Extracted text:
Claims against Total Facility Solutions, Inc. (TFS) for breach of contract and breach of an implied covenant of good faith and fair dealing have been dismissed. Defendants contend that TFS cannot be liable as it was not a party to the contract. The complaint asserts that at the time the Agreement was made, TFS was considered a branch of M. W U.S., which performed similar work. The plaintiff cites shared letterhead, email, address, and corporate officers as evidence of TFS's status as a successor entity. However, the contract was non-transferable, and the allegations do not provide grounds for TFS's liability as a successor or indicate that M. W U.S. had the authority to bind TFS. While the facts may support a claim for commissions on TFS's projects, they do not establish TFS's liability under the 2004 Agreement.

Additionally, the plaintiff brings two counts of tortious interference against M. W Group and M. W Products, alleging that the German Defendants interfered with the Agreement by selling products directly in the Sales Territory and by improperly procuring its termination. Count VIII also alleges tortious interference with prospective business relations due to continued dealings with IBM Essex Junction post-termination. To succeed on these claims, the plaintiff must demonstrate that the defendants intentionally and improperly induced M. W U.S. not to fulfill its contractual obligations. However, the direct sales into the Territory are not deemed wrongful or improper under the Agreement, as they were not prohibited and could potentially benefit the plaintiff by generating additional commissions. The court noted that there was no requirement for the defendants to notify the plaintiff of sales leads, and competitive business practices do not constitute tortious interference.

Request 1: In the legal passage, what evidence does the plaintiff cite to show that TFS is a successor entity?
Request 2: Retype the legal passage word for word, starting at "Claims against Total" and ending at "the 2004 Agreement.".

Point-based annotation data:
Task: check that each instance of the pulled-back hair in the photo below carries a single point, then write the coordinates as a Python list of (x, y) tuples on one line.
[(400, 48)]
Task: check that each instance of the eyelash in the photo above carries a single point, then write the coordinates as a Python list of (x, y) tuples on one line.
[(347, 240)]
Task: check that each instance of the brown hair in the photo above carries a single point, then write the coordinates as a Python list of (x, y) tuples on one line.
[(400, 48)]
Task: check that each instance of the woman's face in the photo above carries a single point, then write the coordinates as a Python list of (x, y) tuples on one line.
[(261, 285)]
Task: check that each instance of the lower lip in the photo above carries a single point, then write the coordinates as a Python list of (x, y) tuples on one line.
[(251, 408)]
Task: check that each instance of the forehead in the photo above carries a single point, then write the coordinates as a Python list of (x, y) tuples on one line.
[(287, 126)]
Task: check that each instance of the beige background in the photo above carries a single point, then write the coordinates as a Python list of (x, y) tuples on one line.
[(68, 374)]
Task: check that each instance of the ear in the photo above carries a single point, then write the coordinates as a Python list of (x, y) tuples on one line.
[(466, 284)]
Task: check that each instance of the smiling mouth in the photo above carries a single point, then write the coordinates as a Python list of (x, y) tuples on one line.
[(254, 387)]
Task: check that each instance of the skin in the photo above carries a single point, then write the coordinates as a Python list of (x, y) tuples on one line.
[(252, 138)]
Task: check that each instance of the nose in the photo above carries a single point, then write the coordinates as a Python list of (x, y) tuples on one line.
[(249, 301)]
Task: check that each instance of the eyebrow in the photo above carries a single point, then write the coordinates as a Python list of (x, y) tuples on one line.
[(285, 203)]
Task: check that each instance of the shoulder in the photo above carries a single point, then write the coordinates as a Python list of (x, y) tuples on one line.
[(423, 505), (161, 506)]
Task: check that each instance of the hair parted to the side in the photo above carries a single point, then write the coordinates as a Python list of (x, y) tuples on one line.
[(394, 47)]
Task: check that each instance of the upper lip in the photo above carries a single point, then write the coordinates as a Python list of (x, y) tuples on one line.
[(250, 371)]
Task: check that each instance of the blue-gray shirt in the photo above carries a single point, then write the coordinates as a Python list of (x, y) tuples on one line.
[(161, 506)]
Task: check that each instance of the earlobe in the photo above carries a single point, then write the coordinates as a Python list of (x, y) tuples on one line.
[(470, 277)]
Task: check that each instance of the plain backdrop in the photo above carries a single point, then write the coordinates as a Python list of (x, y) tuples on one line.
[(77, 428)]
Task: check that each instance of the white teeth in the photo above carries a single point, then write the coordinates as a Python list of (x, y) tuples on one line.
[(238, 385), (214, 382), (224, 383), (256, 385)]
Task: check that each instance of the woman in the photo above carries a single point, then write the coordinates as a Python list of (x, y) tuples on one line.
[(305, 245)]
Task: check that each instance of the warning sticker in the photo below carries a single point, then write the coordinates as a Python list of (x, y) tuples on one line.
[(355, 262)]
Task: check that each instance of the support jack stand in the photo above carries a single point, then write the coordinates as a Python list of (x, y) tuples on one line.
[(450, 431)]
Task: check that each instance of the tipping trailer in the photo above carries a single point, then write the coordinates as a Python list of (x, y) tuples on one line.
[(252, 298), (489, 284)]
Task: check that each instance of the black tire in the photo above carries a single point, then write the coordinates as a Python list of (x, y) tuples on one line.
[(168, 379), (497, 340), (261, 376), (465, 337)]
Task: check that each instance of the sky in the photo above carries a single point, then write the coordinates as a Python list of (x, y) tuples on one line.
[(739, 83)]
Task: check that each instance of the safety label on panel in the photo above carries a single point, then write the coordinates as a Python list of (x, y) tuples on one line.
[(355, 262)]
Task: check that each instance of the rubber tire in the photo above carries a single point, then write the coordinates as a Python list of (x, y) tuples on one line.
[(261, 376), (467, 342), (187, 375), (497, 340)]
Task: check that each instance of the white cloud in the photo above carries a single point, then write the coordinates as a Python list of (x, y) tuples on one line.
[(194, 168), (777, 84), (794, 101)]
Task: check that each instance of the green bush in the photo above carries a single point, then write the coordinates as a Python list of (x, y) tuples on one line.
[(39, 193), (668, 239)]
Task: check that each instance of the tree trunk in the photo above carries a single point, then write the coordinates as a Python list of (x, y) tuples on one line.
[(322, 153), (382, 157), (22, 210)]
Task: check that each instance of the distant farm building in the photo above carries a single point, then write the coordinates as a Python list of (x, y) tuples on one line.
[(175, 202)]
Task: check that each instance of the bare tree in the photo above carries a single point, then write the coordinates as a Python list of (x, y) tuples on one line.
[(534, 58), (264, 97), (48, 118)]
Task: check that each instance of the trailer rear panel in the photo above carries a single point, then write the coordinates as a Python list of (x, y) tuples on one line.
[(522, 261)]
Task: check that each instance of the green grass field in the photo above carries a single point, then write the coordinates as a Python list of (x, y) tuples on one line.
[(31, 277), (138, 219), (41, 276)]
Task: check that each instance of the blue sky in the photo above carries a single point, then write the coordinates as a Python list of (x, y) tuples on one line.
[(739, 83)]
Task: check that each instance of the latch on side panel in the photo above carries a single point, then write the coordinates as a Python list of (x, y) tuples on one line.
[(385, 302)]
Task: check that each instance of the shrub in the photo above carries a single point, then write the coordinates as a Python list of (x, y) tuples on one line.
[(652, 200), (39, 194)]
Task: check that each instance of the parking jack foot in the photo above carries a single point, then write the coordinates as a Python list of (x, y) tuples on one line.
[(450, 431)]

Expected answer 1: Shared letterhead, email, address, and corporate officers.

Expected answer 2:
Claims against Total Facility Solutions, Inc. (TFS) for breach of contract and breach of an implied covenant of good faith and fair dealing have been dismissed. Defendants contend that TFS cannot be liable as it was not a party to the contract. The complaint asserts that at the time the Agreement was made, TFS was considered a branch of M. W U.S., which performed similar work. The plaintiff cites shared letterhead, email, address, and corporate officers as evidence of TFS's status as a successor entity. However, the contract was non-transferable, and the allegations do not provide grounds for TFS's liability as a successor or indicate that M. W U.S. had the authority to bind TFS. While the facts may support a claim for commissions on TFS's projects, they do not establish TFS's liability under the 2004 Agreement.